Ваше задание: Перепишите без изменений часть отрывка о Лукаче и Брехте: от слов «Но, если в отношении лукачевских» до слов «литературного, но и политического консерватора.» включительно.

Отрывок:
Рассуждения Лукача полностью укладывались в логику сталинской культурной политики с ее ориентацией на «классические» образцы, но вступали в противоречие с позицией многих писателей и критиков из числа немецких антифашистов, близких к авангардным кругам. Буржуазные литературные формы, писал в 1938 году Бертольт Брехт, клонятся к закату вместе с породившим их классом. Но вместо того чтобы оплакивать их кризис, критику-марксисту необходимо сосредоточиться на новых литературных тенденциях. Ведь если мы ждем от литературы, что она будет осмыслять вызовы фашизма и капитализма — вызовы, неразрывно связанные с изменившейся исторической ситуацией, — то как минимум глупо требовать от писателей следовать конвенциям, сформировавшимся в середине прошлого века. Новые времена требуют новых литературных форм — таким был основной аргумент Брехта (1, 2).

Брехт указывал на важную проблему. При всей проницательности лукачевского анализа реализма и модернизма в его историко-литературном нарративе не находилось места для художественных инноваций; любые попытки трансформировать унаследованную от писателей-реалистов романную форму заранее объявлялись несостоятельными.

Но, если в отношении лукачевских работ 1930-х годов упреки Брехта полностью справедливы, того же нельзя сказать о более поздних эссе Лукача, в которых, как я покажу ниже, он попытался концептуализировать формальные новшества европейского романа XX века и, более того, связать их с общественно-политическими изменениями. Самое удивительно, что делал он это на, казалось бы, очень неподходящем материале — повестях и романах Александра Солженицына, имеющего сегодня репутацию не только литературного, но и политического консерватора.

Исходные данные:
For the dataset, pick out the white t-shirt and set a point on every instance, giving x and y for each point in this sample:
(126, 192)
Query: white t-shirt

Ожидаемый ответ:
Но, если в отношении лукачевских работ 1930-х годов упреки Брехта полностью справедливы, того же нельзя сказать о более поздних эссе Лукача, в которых, как я покажу ниже, он попытался концептуализировать формальные новшества европейского романа XX века и, более того, связать их с общественно-политическими изменениями. Самое удивительно, что делал он это на, казалось бы, очень неподходящем материале — повестях и романах Александра Солженицына, имеющего сегодня репутацию не только литературного, но и политического консерватора.